Com efeito, as testemunhas contribuem com suas percepções sensoriais a respeito de tais fatos que interessam à causa e que não eram da cognição privada do juiz; ainda que o fossem, aliás, ao magistrado apenas seria lícito julgar segundo seus conhecimentos pessoais somente em casos extraordinários. Eis por que às testemunhas cabe reproduzir, perante o juiz, a realidade que captaram; mas o descrédito que se tem manifestado quanto a esse meio de prova reside, exatamente, na possibilidade de essa realidade ser subvertida, contrafeita, em virtude de certas regras de conveniência da própria testemunha ou da parte que a apresentou em juízo. Ninguém ignora a existência de testemunhas profissionais, que tanto mal causam à honorabilidade e ao conteúdo ético do processo judiciário. Nem mesmo o compromisso que elas prestam, ao início da inquirição, e a advertência que recebem quanto às sanções penais que incidirão no caso de fazerem afirmações falsas, calarem ou ocultarem a verdade (CPC, art. 415 e parágrafo único) produzem o efeito intimidante pretendido pelo legislador.

Foi visando a evitar, mediante a adoção de certos critérios objetivos, que a testemunha propenda, deliberadamente, em favor do interesse da parte que a conduziu a juízo, seja por motivos de parentesco, de afinidade política ou ideológica, de interesse pessoal e outros mais, que a lei erigiu os obstáculos do impedimento (CPC, art. 405, § 2.º) e da suspeição (art. 3.º), a que também se refere a CLT (art. 829), embora de maneira menos técnica.

_DADOS FORNECIDOS_

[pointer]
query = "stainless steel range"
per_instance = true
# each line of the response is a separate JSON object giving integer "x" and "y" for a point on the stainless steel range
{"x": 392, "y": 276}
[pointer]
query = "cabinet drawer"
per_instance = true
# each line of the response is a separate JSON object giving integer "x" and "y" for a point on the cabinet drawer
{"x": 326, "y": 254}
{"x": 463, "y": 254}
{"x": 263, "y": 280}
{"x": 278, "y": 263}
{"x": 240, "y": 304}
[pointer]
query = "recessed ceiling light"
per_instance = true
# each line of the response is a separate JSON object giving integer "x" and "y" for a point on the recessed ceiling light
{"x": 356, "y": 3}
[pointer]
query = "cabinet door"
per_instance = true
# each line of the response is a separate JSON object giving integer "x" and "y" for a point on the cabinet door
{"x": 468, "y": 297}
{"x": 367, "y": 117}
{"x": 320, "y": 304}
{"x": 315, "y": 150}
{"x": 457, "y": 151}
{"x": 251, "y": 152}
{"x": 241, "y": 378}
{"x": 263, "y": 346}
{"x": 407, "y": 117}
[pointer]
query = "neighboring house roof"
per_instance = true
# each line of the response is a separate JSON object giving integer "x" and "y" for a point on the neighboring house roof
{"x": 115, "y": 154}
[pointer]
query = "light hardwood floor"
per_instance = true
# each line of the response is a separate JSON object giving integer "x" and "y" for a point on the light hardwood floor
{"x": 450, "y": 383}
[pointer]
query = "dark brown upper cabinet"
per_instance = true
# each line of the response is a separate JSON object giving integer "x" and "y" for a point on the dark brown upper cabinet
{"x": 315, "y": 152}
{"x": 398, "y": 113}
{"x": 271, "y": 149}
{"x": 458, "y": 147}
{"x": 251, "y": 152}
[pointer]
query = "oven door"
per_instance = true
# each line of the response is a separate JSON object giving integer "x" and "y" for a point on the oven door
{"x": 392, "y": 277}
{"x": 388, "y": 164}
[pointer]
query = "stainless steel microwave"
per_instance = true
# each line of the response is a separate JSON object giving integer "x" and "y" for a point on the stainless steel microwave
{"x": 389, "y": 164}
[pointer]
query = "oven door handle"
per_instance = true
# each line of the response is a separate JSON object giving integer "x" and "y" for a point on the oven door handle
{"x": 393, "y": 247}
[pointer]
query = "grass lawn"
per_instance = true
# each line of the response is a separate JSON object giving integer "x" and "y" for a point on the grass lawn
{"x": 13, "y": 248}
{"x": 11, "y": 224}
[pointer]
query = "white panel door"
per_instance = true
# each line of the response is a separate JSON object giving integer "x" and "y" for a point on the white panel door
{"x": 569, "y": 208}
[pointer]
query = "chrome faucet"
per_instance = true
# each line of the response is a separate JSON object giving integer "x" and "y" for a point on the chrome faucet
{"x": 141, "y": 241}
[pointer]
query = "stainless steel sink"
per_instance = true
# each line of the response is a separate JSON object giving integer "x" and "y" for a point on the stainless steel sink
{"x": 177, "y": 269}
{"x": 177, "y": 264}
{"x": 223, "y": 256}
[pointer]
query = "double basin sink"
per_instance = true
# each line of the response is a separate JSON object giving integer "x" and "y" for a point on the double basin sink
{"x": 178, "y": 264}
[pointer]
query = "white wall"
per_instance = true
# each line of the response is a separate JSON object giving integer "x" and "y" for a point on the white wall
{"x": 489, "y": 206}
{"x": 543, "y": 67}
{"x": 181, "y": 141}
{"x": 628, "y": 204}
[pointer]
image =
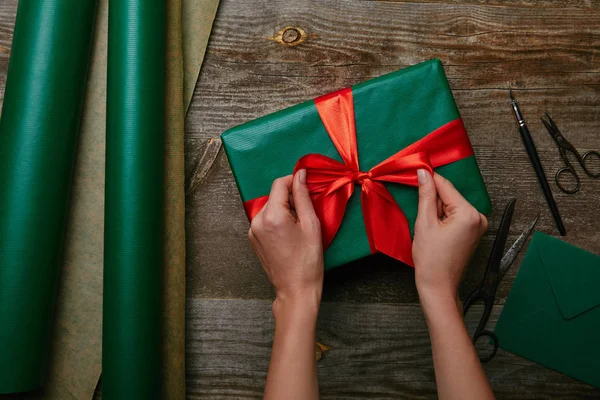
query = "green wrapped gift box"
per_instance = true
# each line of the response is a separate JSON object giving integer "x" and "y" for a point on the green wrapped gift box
{"x": 390, "y": 113}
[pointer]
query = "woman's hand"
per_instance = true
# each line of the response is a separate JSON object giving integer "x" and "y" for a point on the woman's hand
{"x": 447, "y": 232}
{"x": 286, "y": 237}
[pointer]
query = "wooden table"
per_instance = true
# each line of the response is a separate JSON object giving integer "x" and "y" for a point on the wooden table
{"x": 266, "y": 55}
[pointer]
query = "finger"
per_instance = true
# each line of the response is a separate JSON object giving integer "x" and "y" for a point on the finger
{"x": 483, "y": 224}
{"x": 448, "y": 193}
{"x": 280, "y": 192}
{"x": 428, "y": 199}
{"x": 302, "y": 201}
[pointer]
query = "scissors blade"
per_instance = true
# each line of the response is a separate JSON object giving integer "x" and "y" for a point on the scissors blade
{"x": 516, "y": 248}
{"x": 500, "y": 241}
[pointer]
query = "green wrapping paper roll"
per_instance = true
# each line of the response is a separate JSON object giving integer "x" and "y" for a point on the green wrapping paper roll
{"x": 38, "y": 141}
{"x": 131, "y": 354}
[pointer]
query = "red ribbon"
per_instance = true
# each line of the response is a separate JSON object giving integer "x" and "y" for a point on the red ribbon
{"x": 331, "y": 183}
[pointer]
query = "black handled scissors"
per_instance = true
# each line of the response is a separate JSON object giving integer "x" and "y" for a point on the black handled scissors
{"x": 496, "y": 269}
{"x": 565, "y": 146}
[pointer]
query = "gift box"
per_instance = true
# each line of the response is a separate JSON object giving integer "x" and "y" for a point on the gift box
{"x": 361, "y": 147}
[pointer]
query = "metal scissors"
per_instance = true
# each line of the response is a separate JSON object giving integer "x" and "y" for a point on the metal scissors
{"x": 496, "y": 269}
{"x": 563, "y": 147}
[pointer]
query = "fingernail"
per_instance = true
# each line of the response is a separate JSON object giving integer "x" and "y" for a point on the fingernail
{"x": 302, "y": 175}
{"x": 422, "y": 176}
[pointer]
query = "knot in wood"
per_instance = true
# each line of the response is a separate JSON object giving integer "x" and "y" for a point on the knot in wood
{"x": 291, "y": 35}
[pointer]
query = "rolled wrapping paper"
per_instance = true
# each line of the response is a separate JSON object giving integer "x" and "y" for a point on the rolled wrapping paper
{"x": 133, "y": 242}
{"x": 38, "y": 140}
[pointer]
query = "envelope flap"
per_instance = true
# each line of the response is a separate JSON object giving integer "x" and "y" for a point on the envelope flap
{"x": 574, "y": 275}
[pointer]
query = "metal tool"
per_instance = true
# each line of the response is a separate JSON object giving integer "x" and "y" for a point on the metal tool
{"x": 565, "y": 146}
{"x": 496, "y": 269}
{"x": 537, "y": 165}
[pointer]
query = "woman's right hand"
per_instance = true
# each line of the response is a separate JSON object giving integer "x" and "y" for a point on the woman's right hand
{"x": 447, "y": 232}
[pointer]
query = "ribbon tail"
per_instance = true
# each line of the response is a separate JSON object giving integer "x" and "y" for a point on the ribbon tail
{"x": 330, "y": 208}
{"x": 386, "y": 225}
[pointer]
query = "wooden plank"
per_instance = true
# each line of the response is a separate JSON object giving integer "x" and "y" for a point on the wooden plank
{"x": 554, "y": 65}
{"x": 509, "y": 3}
{"x": 247, "y": 75}
{"x": 378, "y": 352}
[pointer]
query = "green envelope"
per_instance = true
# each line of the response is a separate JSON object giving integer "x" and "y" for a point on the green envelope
{"x": 552, "y": 314}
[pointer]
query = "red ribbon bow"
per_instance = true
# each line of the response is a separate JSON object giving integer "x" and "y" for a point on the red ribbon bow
{"x": 331, "y": 183}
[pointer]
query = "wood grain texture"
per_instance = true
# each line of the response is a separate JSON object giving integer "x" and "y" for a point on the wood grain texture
{"x": 378, "y": 351}
{"x": 550, "y": 54}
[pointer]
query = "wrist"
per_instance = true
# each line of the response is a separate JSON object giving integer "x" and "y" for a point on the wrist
{"x": 304, "y": 306}
{"x": 439, "y": 303}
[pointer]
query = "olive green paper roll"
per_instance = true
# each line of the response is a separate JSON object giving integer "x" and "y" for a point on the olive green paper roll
{"x": 133, "y": 224}
{"x": 38, "y": 140}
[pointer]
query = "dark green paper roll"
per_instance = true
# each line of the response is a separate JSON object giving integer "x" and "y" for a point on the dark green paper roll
{"x": 38, "y": 141}
{"x": 133, "y": 231}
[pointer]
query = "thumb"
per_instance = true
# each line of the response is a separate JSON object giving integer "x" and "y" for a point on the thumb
{"x": 302, "y": 201}
{"x": 428, "y": 207}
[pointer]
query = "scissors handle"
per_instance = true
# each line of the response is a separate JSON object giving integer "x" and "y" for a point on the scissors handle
{"x": 569, "y": 170}
{"x": 584, "y": 159}
{"x": 493, "y": 339}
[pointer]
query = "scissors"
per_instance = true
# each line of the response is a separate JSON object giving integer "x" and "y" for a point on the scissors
{"x": 563, "y": 147}
{"x": 496, "y": 269}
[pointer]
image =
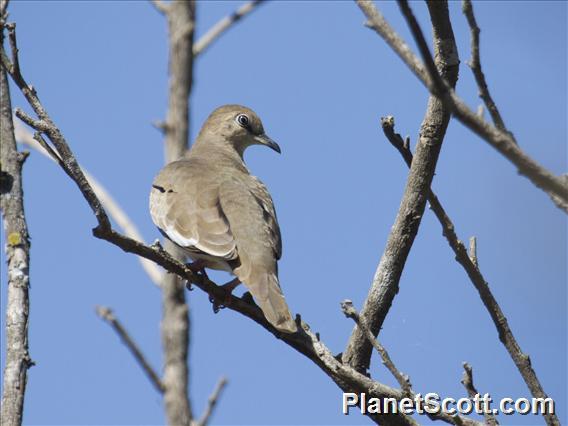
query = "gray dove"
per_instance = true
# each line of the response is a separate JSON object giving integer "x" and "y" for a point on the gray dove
{"x": 209, "y": 204}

_INSTRUÇÕES_
1) Segundo o trecho, quais obstáculos a lei erigiu para evitar que a testemunha propenda deliberadamente em favor da parte que a conduziu a juízo?
2) Reproduza do trecho a passagem que vai de "Foi visando a" até "maneira menos técnica.".

_RESPOSTAS COMPLETAS_
1) Os obstáculos do impedimento e da suspeição.

2)
Foi visando a evitar, mediante a adoção de certos critérios objetivos, que a testemunha propenda, deliberadamente, em favor do interesse da parte que a conduziu a juízo, seja por motivos de parentesco, de afinidade política ou ideológica, de interesse pessoal e outros mais, que a lei erigiu os obstáculos do impedimento (CPC, art. 405, § 2.º) e da suspeição (art. 3.º), a que também se refere a CLT (art. 829), embora de maneira menos técnica.